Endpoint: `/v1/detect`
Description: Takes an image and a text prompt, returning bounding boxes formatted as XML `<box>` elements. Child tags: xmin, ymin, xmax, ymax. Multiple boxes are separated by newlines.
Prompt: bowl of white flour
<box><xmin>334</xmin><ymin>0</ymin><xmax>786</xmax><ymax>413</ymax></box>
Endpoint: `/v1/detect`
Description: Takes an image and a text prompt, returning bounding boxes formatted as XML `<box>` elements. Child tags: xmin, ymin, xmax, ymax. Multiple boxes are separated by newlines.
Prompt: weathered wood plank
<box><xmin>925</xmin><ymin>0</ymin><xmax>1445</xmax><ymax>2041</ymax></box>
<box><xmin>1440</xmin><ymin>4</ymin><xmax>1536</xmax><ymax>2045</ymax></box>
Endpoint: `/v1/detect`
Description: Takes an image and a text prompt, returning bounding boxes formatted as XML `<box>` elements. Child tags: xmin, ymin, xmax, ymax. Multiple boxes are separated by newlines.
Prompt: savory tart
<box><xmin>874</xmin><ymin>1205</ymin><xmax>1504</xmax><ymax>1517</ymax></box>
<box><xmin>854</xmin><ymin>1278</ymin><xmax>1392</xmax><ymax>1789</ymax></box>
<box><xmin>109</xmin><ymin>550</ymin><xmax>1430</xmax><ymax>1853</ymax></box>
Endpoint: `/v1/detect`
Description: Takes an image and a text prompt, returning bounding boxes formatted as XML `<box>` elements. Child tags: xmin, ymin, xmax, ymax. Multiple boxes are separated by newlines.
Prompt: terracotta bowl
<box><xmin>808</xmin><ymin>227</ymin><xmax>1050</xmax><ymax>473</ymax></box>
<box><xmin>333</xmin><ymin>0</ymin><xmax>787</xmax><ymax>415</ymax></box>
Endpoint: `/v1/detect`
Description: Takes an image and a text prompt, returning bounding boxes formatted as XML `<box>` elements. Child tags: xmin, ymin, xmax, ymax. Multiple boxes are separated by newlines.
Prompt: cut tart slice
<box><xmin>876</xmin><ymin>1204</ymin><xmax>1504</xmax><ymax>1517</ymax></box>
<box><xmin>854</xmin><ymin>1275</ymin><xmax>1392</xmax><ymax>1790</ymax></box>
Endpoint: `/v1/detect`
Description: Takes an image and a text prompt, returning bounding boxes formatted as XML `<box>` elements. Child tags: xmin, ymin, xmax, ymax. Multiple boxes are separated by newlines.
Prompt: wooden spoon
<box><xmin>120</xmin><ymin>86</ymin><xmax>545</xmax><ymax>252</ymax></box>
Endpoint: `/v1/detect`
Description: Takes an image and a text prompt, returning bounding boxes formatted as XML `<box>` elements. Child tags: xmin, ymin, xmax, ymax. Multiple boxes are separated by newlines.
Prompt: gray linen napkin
__________________________________________________
Give back the whole listing, word for word.

• _Solution to this task_:
Endpoint: `/v1/detect`
Description: Takes an image and a text prompt, returning bounding boxes formatted as XML `<box>` elements. Child tags: xmin, ymin, xmax, ymax. Multiple boxes are separated by newlines.
Prompt: bowl of white flour
<box><xmin>334</xmin><ymin>0</ymin><xmax>786</xmax><ymax>413</ymax></box>
Endpoint: `/v1/detect`
Description: Takes an image and a text prompt, returning bounding boxes formatted as XML `<box>` elements. Child tags: xmin, ymin, xmax, ymax. Multiple boxes are separated by newlines.
Prompt: weathered wood plank
<box><xmin>925</xmin><ymin>0</ymin><xmax>1445</xmax><ymax>2041</ymax></box>
<box><xmin>1440</xmin><ymin>4</ymin><xmax>1536</xmax><ymax>2045</ymax></box>
Endpoint: `/v1/detect`
Description: Takes an image and a text prompt, returning bounding boxes formatted as XML `<box>` elements. Child tags: xmin, ymin, xmax, ymax. Multiple boxes are separated by newlines.
Prompt: savory tart
<box><xmin>874</xmin><ymin>1205</ymin><xmax>1504</xmax><ymax>1517</ymax></box>
<box><xmin>854</xmin><ymin>1278</ymin><xmax>1392</xmax><ymax>1789</ymax></box>
<box><xmin>109</xmin><ymin>550</ymin><xmax>1430</xmax><ymax>1853</ymax></box>
Endpoint: `/v1/detect`
Description: Takes an image and a text prompt, returning bounding boxes formatted as XML `<box>` elements. Child tags: xmin, ymin, xmax, ymax. Multiple boxes are separated by newlines.
Prompt: terracotta bowl
<box><xmin>808</xmin><ymin>227</ymin><xmax>1050</xmax><ymax>473</ymax></box>
<box><xmin>333</xmin><ymin>0</ymin><xmax>787</xmax><ymax>415</ymax></box>
Endpoint: `/v1/detect`
Description: Takes an image and a text prompt, returning bounding boxes formatted as XML `<box>` elements. Child tags: xmin, ymin, xmax, ymax. Multiple boxes are separated by newlines.
Prompt: cut tart slice
<box><xmin>876</xmin><ymin>1204</ymin><xmax>1504</xmax><ymax>1517</ymax></box>
<box><xmin>854</xmin><ymin>1275</ymin><xmax>1392</xmax><ymax>1790</ymax></box>
Endpoint: `/v1/detect`
Description: Takes an image and a text prompt, returning bounding boxes formatted as XML `<box>` elements. Child tags: xmin, ymin, xmax, ymax. Multiple boxes are separated by newlines.
Prompt: wooden spoon
<box><xmin>120</xmin><ymin>86</ymin><xmax>545</xmax><ymax>252</ymax></box>
Endpoint: `/v1/detect`
Description: Takes an image and a text prompt, returning bounding boxes formatted as XML `<box>` elements. Child tags: xmin, ymin, xmax, ymax. Multiple boxes are separated by newlines.
Prompt: gray linen napkin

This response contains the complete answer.